» Strona:
Popularne sporty
Wszystkie sporty
Pokaż wszystko

Skoki narciarskie Niżny Tagił 2021: wyniki na żywo i relacja live - Niedzielny konkurs Pucharu Świata

Emil Riisberg

21/11/2021, 12:38 GMT+1

Skoki narciarskie w Niżnym Tagile. Halvor Egner Granerud wygrał drugi konkurs nowego sezonu Pucharu Świata. Tym razem najlepszy z Polaków był Piotr Żyła, który zajął 16. miejsce. Transmisję z zawodów można było oglądać w TVN, Eurosporcie 1 oraz Playerze. Relacja na żywo w serwisie eurosport.pl.

Foto: Eurosport

Tak latał dzisiejszy zwycięzca. Kolejne emocje już za tydzień w fińskiej Ruce.
Nas cieszyć może duży awans Żyły, który zamienił 24. miejsce na 16. Stękała skończył dziś 30.
Zrobił to! 122 m, co w zupełności wystarcza, Granerud wygrywa konkurs przed Geigerem i Kraftem. Niemiec pozostaje natomiast liderem PŚ!
Hoerl zupełnie nie dał rady, nie wytrzymał. 104,5 m i spadek bardzo, bardzo daleko. Na 23. miejsce. Kraft też pewny podium. Został tylko Granerud.
Co lider, to lider! Geiger miał trudne warunki, ale skoczył 122,5 m i jest pierwszy! Ma już pewne podium!
Huber zupełnie zawalił. 115,5 m i dopiero 9. miejsce. Teraz lider PŚ Geiger.

» Podane zapisy:
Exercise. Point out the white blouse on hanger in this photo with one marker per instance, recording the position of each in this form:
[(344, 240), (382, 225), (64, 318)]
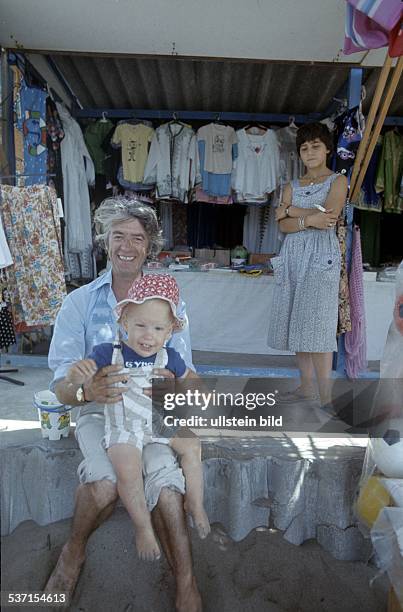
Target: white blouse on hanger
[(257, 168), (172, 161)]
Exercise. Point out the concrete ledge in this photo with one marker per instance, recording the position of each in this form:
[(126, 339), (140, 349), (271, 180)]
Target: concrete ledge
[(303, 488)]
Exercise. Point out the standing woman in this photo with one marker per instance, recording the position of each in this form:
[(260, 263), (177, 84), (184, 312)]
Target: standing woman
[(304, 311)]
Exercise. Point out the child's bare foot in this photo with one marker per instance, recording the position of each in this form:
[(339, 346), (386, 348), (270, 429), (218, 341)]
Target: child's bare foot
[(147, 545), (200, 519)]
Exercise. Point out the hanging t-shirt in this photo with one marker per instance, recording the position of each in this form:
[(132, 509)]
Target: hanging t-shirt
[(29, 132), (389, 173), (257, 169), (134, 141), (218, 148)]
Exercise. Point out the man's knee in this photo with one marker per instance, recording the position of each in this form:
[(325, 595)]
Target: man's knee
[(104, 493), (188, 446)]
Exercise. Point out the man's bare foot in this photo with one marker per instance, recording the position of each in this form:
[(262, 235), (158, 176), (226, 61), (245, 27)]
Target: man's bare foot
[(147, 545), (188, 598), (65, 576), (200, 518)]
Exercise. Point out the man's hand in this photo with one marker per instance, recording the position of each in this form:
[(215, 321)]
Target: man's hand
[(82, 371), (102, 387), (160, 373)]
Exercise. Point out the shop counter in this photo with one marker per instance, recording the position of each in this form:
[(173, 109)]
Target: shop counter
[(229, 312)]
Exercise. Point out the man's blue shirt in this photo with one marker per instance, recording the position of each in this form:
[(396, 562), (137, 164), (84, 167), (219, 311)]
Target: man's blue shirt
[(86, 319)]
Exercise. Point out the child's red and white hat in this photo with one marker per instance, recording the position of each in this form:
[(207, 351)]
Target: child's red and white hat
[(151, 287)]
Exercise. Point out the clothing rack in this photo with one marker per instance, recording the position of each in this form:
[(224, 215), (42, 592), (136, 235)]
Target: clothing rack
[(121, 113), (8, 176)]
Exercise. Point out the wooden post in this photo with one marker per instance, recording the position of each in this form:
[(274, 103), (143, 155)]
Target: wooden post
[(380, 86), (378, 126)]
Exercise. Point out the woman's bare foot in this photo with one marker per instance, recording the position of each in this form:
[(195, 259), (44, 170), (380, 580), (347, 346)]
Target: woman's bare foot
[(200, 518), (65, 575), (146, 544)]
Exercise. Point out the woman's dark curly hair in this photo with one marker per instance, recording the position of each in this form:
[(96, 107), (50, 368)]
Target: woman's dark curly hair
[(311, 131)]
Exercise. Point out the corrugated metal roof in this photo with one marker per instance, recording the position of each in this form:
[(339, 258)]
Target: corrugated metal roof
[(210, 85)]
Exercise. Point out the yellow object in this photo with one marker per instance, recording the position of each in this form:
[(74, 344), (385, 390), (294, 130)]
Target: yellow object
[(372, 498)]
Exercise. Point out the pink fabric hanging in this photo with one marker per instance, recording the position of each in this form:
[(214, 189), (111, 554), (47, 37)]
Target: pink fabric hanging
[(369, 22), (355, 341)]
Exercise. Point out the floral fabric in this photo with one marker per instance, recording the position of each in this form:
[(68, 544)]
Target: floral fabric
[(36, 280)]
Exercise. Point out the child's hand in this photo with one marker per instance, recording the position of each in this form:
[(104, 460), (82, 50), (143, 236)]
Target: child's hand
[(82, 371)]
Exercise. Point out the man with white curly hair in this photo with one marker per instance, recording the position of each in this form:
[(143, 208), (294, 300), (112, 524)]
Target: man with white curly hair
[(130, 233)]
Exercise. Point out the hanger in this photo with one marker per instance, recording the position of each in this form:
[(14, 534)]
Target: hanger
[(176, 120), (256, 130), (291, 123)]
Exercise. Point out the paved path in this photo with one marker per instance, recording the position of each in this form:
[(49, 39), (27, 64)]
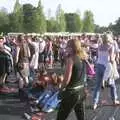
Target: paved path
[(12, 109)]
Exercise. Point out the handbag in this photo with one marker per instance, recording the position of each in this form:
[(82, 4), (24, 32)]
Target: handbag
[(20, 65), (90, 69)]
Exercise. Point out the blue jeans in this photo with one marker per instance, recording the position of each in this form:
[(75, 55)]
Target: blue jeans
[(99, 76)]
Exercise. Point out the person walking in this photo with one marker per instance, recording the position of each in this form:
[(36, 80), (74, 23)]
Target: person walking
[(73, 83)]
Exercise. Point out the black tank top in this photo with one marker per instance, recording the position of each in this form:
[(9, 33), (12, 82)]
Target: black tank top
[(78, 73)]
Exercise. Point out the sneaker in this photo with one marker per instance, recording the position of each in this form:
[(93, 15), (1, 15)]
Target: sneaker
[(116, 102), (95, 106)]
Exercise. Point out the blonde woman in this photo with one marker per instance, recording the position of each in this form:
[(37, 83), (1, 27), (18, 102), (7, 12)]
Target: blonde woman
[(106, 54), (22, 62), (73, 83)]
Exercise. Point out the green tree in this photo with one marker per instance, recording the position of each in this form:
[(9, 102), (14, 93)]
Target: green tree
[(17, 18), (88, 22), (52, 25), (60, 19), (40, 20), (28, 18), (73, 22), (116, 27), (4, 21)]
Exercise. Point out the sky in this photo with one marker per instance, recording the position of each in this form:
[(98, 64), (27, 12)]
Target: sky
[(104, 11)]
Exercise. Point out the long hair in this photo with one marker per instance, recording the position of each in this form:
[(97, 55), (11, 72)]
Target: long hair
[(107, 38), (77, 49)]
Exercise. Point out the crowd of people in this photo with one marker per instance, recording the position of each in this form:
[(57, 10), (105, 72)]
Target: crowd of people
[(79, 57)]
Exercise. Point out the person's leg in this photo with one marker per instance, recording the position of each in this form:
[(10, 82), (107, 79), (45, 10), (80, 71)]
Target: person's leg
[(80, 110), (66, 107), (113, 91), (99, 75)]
==
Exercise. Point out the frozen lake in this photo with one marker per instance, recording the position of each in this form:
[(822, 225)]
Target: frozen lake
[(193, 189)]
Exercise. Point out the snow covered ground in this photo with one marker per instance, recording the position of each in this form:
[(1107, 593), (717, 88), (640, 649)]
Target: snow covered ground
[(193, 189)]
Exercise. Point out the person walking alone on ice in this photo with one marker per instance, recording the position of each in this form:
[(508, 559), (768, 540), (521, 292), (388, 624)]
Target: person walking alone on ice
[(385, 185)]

» Co zrobić:
1: Odpowiedz na pytania do relacji z konkursu w Niżnym Tagile.
(a) Które miejsce zajął Piotr Żyła?
(b) W jakim miejscu odbędą się kolejne zawody?
(c) Ile metrów skoczył Geiger?
2: Przepisz zapisy od wiersza z „Exercise. Point out the child's hand” do wiersza z „[(82, 371)]”, zamieniając „child's hand” na „child's palm” i nie zmieniając niczego poza tym.

» Odpowiedzi do zadań:
1:
(a) 16. miejsce
(b) W fińskiej Ruce
(c) 122,5 m

2:
Exercise. Point out the child's palm in this photo with one marker per instance, recording the position of each in this form:
[(104, 460), (82, 50), (143, 236)]
Target: child's palm
[(82, 371)]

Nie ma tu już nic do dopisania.